## BEGIN SOURCE EXCERPT

# A Q9550 E0 question and more ..



## PGR (Oct 5, 2008)

Hello everyone:

Is the Q9550 E0 (SLB8V) processor still vaporware? I've been shopping around for one but the vendors I've contacted so far either admit they're still selling the C1 version or refuse to say (which I assume means they're still selling the C1). Maybe it's not such a bad thing that I haven't found one yet because Intel will allegedly be announcing a price cut mid-month, but I'm not willing to wait for an indefinite amount of time for one.

*So what's up with that? Anyone know of a reliable source for the Q9550 E0?*

Also, I'm building a new system around an ASUS P5E64 WS Evolution (X48 & DDR3) mobo which is what I'm shopping the processor for. *Is the Q9550 a good match for that mobo?*

A little background:

I like fast but I'm not after _fastest_ and I'll only tinker with clock speeds to eliminate bottlenecks. I'm not a gamer but I do a fair amount of SD and HD video editing and rendering and I do have an R/C flight simulator that I play with when the weather is foul. Right now my old 2.8GHz P4 Northwood system with 2GB of DDR PC3200 in it is doing just about everything I ask of it, but it's way too slow and doesn't multitask worth a damn.

Did I just hear a collective "*well DUH!*"?  Anyway, that's the system I'm replacing. It's been running well for almost 5 years now and I'd like the new system to go that long before I feel I have to replace it too.

I'll probably start with 2x 1GB of the Corsair 1333 DDR3 memory Asus recommends and if I need more, I'll populate the other two slots with the same. Unfortunately, I have to stick with 32-bit XP Pro because the software I use for work won't run under a 64-bit OS, so the system won't even recognize much more memory.

I already have a 150GB Raptor for a program drive and a pair of 300GB VelociRaptors for data. I also already have an Antec Signature 650W PS to turn the lights on and I have a MSI R4850 512M video card on it's way. I won't need much CPU cooling because I won't be overclocking, but I'll probably go with a big, quiet cooler anyway. My old system is nearly silent and I'd like the new one to be the same way.

## END SOURCE EXCERPT
## BEGIN LISTING

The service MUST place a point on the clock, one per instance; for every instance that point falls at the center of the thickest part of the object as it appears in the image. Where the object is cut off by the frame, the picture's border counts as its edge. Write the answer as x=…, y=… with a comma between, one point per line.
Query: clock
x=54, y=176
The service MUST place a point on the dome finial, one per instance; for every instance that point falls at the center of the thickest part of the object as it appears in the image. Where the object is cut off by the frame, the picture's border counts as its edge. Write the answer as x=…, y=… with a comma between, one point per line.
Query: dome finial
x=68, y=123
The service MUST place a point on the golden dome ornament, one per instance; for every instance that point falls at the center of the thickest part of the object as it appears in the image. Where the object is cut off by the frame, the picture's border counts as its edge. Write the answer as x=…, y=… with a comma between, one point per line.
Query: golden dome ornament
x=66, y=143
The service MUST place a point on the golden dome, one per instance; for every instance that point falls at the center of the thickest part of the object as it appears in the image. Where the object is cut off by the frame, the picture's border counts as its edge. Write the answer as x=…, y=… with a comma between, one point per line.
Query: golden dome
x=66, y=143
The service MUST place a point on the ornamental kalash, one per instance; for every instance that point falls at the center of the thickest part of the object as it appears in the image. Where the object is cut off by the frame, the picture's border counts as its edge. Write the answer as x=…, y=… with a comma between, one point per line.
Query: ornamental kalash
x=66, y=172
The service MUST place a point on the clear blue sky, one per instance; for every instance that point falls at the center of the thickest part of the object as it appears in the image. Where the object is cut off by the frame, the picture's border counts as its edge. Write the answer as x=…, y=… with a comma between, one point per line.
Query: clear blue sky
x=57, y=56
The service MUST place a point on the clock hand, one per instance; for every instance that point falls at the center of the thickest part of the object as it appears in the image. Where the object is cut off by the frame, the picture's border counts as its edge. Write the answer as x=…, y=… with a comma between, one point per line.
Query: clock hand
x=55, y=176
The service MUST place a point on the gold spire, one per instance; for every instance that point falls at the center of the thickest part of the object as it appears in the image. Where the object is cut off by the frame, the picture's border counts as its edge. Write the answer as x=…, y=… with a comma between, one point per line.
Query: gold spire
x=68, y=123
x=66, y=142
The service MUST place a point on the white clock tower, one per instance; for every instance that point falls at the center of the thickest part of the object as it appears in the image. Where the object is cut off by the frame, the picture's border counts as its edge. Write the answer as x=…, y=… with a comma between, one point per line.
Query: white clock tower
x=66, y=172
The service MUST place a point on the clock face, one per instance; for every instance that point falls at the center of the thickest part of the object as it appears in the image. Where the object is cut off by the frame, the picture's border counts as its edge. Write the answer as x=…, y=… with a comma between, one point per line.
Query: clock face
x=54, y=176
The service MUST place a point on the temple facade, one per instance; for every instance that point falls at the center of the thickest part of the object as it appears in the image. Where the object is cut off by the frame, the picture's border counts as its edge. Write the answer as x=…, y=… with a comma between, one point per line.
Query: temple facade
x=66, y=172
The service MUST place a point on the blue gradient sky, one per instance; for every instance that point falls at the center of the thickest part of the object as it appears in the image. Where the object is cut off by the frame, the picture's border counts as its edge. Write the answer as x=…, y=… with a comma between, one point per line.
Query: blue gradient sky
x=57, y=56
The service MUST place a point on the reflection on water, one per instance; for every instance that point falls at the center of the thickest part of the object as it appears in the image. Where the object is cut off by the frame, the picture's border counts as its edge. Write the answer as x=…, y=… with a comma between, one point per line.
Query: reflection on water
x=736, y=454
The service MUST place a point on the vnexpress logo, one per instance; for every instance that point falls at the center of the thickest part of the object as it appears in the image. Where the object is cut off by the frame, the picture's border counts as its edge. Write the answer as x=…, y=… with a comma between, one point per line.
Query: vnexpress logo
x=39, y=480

## END LISTING

> **WORK TO DO**
a. Using the forum post about the Q9550 E0, decide whether each statement agrees with it, and support each yes or no with the deciding words of the post quoted exactly: (i) The poster intends to overclock the new system. (ii) The old system has 2GB of DDR PC3200 memory. (iii) The poster will run a 64-bit operating system on the new build.
b. Carry the forum post about the Q9550 E0 forward, picking up after its last sentence.
The records were drawn from a separate source.

> **ANSWERS BY TASK**
a.
(i) No: "I won't need much CPU cooling because I won't be overclocking"
(ii) Yes: "my old 2.8GHz P4 Northwood system with 2GB of DDR PC3200 in it"
(iii) No: "I have to stick with 32-bit XP Pro because the software I use for work won't run under a 64-bit OS"

b.
*So am I making any mistakes here? Any and all constructive input will be appreciated.*

Thanks!

Pete


----------



## boogah (Oct 5, 2008)

if you are not going to OC having an E0 or C1 doesn't matter one bit.  Q9450 would be sufficient also.  I prefer the Q9x series over the Q6x series over amount of cache and 45nm core for it's low heat.  For example the Q9450 @ 2.66 stock speed is 15 - 20% better performing than the Q6700 @ 2.66 stock speed.  reference here >> http://www.cpubenchmark.net/common_cpus.html

I would go with 64bit OS and atleast 4 gig of ram.   You can always run install and run your program in 32bit mode (compatibility options)  Video editing use alot of ram and you want them to be on the ram rather than in virtual memory while you are editing.

Quad Core is best for Video rendering.  But a few video encoders are now using GPU rendering which renders quadcore pretty useless.  (Badaboom and Powerdirector 7) Adobe is working with Nvidia to use GPU acceleration on their CS4 products.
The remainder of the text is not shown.